Problem details:
Comb through the entries for "reflection" and pull out each line that holds it.

Records to process:

##########

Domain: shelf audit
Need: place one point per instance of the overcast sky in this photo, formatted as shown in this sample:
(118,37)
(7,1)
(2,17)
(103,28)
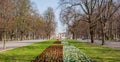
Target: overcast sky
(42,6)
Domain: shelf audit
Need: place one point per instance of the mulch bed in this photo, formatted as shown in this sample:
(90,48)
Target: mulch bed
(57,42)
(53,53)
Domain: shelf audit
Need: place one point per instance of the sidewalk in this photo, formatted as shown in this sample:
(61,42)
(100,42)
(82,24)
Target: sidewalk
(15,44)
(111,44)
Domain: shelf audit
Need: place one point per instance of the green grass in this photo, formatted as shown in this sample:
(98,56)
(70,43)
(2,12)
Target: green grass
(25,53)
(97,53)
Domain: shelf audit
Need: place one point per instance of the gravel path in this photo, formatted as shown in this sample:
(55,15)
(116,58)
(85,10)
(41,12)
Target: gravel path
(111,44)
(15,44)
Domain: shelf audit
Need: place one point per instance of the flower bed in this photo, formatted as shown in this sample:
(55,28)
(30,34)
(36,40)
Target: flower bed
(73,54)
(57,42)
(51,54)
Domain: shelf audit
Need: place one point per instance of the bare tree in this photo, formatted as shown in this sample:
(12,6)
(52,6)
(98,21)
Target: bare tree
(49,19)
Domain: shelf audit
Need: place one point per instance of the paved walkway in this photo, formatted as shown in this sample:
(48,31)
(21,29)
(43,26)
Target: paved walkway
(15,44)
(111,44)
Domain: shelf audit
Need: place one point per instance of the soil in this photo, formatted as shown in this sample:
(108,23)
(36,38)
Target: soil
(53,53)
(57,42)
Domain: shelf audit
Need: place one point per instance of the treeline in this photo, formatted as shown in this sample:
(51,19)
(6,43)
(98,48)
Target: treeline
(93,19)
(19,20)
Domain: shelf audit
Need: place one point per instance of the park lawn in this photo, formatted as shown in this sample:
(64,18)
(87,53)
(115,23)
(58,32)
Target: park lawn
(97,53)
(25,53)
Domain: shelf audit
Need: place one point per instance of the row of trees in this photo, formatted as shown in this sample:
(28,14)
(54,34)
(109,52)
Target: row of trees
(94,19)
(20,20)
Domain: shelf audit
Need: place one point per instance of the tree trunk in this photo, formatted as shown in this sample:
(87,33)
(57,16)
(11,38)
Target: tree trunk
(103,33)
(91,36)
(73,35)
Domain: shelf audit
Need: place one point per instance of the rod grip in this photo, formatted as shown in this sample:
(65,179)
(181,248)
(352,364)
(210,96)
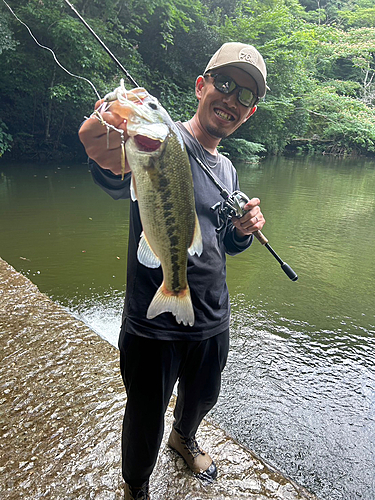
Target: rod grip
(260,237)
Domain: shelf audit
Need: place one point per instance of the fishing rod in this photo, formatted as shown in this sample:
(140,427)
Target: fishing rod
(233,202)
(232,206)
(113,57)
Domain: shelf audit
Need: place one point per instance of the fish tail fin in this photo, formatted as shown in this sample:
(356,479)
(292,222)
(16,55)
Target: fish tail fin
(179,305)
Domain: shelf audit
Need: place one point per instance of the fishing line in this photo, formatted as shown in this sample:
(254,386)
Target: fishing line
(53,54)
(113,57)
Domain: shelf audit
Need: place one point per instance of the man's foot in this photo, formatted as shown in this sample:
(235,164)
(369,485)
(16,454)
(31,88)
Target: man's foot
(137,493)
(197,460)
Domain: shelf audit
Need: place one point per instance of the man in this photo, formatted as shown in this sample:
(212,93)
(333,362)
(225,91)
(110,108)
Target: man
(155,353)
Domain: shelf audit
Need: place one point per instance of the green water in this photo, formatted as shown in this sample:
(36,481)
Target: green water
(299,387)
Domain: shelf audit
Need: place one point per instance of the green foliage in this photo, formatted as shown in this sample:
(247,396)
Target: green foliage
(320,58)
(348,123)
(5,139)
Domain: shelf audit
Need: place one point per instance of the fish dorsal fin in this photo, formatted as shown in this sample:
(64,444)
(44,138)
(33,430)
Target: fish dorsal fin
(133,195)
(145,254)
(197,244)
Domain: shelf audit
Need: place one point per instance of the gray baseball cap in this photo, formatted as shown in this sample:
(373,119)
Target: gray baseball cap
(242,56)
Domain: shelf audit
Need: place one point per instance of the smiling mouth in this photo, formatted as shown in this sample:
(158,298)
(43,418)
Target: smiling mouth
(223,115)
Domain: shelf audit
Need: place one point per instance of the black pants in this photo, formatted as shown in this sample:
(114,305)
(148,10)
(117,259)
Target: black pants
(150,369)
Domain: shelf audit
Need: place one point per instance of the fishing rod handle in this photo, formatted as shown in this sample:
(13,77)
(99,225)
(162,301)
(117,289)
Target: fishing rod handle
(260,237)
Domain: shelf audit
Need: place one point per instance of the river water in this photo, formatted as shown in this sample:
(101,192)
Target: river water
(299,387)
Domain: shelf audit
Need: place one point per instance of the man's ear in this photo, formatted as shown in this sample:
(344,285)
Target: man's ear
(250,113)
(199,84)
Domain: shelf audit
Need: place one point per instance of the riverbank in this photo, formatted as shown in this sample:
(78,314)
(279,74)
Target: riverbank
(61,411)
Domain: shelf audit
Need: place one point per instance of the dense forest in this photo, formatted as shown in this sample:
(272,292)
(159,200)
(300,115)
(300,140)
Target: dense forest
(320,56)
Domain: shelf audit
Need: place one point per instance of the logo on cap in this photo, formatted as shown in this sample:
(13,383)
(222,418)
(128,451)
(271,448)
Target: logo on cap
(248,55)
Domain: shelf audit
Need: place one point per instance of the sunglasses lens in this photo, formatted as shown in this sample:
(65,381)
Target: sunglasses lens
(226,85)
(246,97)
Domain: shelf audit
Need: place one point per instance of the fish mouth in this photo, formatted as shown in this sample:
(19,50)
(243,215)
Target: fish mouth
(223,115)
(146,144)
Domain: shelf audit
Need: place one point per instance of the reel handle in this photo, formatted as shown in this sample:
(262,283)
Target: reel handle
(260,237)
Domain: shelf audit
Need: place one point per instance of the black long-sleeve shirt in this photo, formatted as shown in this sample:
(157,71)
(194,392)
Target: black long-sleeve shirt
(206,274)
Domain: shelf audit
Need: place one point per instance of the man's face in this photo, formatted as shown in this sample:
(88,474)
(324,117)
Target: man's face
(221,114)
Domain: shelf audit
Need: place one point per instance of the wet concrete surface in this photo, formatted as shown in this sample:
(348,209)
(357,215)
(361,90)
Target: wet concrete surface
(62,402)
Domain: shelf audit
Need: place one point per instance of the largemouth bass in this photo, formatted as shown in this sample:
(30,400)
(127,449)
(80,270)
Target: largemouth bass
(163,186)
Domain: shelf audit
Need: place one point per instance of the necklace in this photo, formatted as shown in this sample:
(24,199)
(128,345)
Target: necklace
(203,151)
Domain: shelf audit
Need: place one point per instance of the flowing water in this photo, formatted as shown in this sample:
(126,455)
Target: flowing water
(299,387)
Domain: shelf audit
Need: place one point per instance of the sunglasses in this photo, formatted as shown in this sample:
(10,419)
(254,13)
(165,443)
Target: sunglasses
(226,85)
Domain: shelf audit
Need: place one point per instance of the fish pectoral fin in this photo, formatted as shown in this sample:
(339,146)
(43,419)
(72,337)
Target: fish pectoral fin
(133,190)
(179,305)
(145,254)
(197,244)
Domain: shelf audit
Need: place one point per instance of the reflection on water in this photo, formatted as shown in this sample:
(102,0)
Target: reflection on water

##########

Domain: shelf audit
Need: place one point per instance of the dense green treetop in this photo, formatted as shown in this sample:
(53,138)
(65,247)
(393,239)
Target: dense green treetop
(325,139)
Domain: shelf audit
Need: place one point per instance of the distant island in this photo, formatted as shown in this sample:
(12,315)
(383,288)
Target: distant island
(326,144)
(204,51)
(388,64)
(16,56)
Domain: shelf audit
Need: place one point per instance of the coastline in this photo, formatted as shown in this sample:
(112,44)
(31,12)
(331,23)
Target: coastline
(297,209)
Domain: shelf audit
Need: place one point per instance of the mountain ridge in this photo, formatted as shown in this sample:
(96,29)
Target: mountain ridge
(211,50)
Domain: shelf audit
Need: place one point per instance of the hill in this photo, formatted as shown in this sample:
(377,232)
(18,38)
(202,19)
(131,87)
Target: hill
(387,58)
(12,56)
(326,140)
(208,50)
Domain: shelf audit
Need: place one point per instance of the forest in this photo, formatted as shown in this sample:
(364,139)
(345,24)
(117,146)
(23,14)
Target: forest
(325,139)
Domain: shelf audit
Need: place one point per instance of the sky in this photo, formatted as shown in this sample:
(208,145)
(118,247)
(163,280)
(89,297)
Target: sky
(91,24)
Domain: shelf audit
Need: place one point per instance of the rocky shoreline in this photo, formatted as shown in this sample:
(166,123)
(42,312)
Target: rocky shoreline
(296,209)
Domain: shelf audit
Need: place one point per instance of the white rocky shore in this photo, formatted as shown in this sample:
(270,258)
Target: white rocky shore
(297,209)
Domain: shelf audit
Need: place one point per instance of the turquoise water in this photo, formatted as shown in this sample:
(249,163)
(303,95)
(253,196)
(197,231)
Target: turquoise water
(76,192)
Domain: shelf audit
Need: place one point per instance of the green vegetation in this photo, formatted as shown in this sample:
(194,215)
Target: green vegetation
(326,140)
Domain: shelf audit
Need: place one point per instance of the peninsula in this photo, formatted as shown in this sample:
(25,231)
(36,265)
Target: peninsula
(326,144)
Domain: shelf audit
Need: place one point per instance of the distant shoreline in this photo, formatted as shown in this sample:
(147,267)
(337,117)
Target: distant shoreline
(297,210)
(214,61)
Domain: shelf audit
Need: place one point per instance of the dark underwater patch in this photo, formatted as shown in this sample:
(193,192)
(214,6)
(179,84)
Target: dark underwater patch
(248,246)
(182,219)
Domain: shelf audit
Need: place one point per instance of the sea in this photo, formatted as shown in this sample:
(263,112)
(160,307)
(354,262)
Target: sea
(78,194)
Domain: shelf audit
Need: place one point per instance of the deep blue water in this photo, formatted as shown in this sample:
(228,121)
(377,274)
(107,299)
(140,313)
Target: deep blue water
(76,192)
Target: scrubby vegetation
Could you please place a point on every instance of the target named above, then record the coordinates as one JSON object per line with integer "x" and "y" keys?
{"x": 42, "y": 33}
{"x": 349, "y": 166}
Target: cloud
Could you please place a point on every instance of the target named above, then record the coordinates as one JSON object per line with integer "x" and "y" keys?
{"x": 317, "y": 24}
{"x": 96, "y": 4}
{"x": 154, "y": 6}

##########

Problem solution:
Need: place one point per instance of the reflection on water in this photo, formatted as shown in this sample:
Target: reflection on water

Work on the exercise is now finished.